*Your tasks*.
1. Reproduce the part of the Sia serialization guide between "sia.addInt8(-120);" and "32,767 (2 bytes)", inclusive.
2. Using the Sia serialization guide, say yes or no to each statement and quote the words that settle it: (a) Sia writes multi-byte integers in big-endian byte order. (b) For values beyond Number.MAX_SAFE_INTEGER, the guide says to use addBigInt. (c) Sia's binary output includes field names.

*Excerpt*.

-- BEGIN --

Core

Serialization

Guide to serializing data into compact binary format using Sia's chainable add methods.

Overview

Serialization in Sia means writing typed values into a byte buffer using add* methods. Every add* method follows the same pattern:

  1. Write the value at the current offset
  2. Advance the offset by the number of bytes written
  3. Return this (the Sia instance) for method chaining

This design produces compact binary output with zero overhead: no field names, no delimiters, no schema metadata. The reader must know the exact order and types of values to deserialize correctly.

Primitive Types

Integers

Sia supports both unsigned and signed integers in 8, 16, 32, and 64-bit widths. All multi-byte integers use little-endian byte order.

8-bit
import { Sia } from "@timeleap/sia";

const sia = new Sia();

// Unsigned: 0 to 255 (1 byte)
sia.addUInt8(255);

// Signed: -128 to 127 (1 byte)
sia.addInt8(-120);
16-bit
import { Sia } from "@timeleap/sia";

const sia = new Sia();

// Unsigned: 0 to 65,535 (2 bytes)
sia.addUInt16(65535);

// Signed: -32,768 to 32,767 (2 bytes)
sia.addInt16(-32768);
32-bit
import { Sia } from "@timeleap/sia";

const sia = new Sia();

// Unsigned: 0 to 4,294,967,295 (4 bytes)
sia.addUInt32(4294967295);

// Signed: -2,147,483,648 to 2,147,483,647 (4 bytes)
sia.addInt32(-2147483648);
64-bit
import { Sia } from "@timeleap/sia";

const sia = new Sia();

// Unsigned: 0 to 2^53 - 1 (8 bytes)
sia.addUInt64(Number.MAX_SAFE_INTEGER);

// Signed: -(2^53 - 1) to 2^53 - 1 (8 bytes)
sia.addInt64(Number.MIN_SAFE_INTEGER);
64-bit integers use JavaScript's number type, which is a 64-bit IEEE 754 float. Values are only accurate up to Number.MAX_SAFE_INTEGER (2^53 - 1). For values beyond this range, use addBigInt instead.

Integer Method Reference

MethodRangeBytesEndianness
addUInt80 to 2551N/A
addInt8-128 to 1271N/A
addUInt160 to 65,5352Little-endian
addInt16-32,768 to 32,7672Little-endian
addUInt320 to 4,294,967,2954Little-endian
addInt32-2,147,483,648 to 2^31 - 14Little-endian
addUInt640 to 2^53 - 18Little-endian
addInt64-(2^53 - 1) to 2^53 - 18Little-endian

How It Works

Here's the implementation of addUInt32 to illustrate the pattern:

addUInt32(n: number): Sia {
  // Write 4 bytes at the current offset (little-endian)

-- END --

*Given data*.
-- BEGIN --

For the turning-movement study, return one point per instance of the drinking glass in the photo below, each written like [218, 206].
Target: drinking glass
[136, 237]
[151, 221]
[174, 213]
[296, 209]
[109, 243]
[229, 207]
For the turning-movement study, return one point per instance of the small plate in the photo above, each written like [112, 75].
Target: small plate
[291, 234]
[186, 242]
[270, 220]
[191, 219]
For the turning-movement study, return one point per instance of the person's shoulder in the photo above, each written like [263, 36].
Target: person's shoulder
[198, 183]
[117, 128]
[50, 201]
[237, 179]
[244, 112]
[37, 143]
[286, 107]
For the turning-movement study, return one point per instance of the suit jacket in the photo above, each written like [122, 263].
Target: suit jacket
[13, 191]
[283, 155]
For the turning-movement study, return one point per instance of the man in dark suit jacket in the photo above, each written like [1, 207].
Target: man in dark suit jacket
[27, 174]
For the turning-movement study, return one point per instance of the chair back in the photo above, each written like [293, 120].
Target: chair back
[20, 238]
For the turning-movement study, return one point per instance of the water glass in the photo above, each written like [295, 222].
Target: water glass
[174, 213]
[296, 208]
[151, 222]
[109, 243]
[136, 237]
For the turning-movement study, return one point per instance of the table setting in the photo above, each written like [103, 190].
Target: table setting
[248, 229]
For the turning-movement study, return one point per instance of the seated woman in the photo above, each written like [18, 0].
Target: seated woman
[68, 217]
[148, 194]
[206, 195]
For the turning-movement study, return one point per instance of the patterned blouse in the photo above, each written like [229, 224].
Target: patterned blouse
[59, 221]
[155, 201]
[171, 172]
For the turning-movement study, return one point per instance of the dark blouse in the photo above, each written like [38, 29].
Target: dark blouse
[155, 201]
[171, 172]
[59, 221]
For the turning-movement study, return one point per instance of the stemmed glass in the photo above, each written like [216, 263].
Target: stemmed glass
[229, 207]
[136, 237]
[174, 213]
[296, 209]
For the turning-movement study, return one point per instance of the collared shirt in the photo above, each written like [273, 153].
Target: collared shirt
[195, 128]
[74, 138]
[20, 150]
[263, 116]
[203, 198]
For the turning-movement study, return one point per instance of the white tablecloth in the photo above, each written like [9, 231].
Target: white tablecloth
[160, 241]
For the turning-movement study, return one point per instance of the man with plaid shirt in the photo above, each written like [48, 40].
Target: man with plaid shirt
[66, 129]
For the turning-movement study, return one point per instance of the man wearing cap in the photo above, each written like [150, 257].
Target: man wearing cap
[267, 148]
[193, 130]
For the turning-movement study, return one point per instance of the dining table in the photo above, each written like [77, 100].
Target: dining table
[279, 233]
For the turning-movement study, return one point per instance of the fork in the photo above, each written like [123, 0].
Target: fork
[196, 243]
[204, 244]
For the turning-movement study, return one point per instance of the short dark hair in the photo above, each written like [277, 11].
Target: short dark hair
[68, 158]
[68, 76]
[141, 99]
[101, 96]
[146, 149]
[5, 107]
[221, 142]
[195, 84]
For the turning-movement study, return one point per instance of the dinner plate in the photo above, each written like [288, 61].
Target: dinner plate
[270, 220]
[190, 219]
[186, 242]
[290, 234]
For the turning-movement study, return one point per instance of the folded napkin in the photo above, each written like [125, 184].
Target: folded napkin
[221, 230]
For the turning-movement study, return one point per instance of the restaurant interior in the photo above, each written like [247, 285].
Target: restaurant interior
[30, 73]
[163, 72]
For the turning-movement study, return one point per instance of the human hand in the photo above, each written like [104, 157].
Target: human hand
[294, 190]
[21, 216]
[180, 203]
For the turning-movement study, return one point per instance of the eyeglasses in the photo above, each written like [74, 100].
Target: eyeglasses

-- END --

*Results for each task*.
1.
sia.addInt8(-120);
16-bit
import { Sia } from "@timeleap/sia";

const sia = new Sia();

// Unsigned: 0 to 65,535 (2 bytes)
sia.addUInt16(65535);

// Signed: -32,768 to 32,767 (2 bytes)

2.
(a) No: "All multi-byte integers use little-endian byte order."
(b) Yes: "For values beyond this range, use addBigInt instead."
(c) No: "no field names, no delimiters, no schema metadata."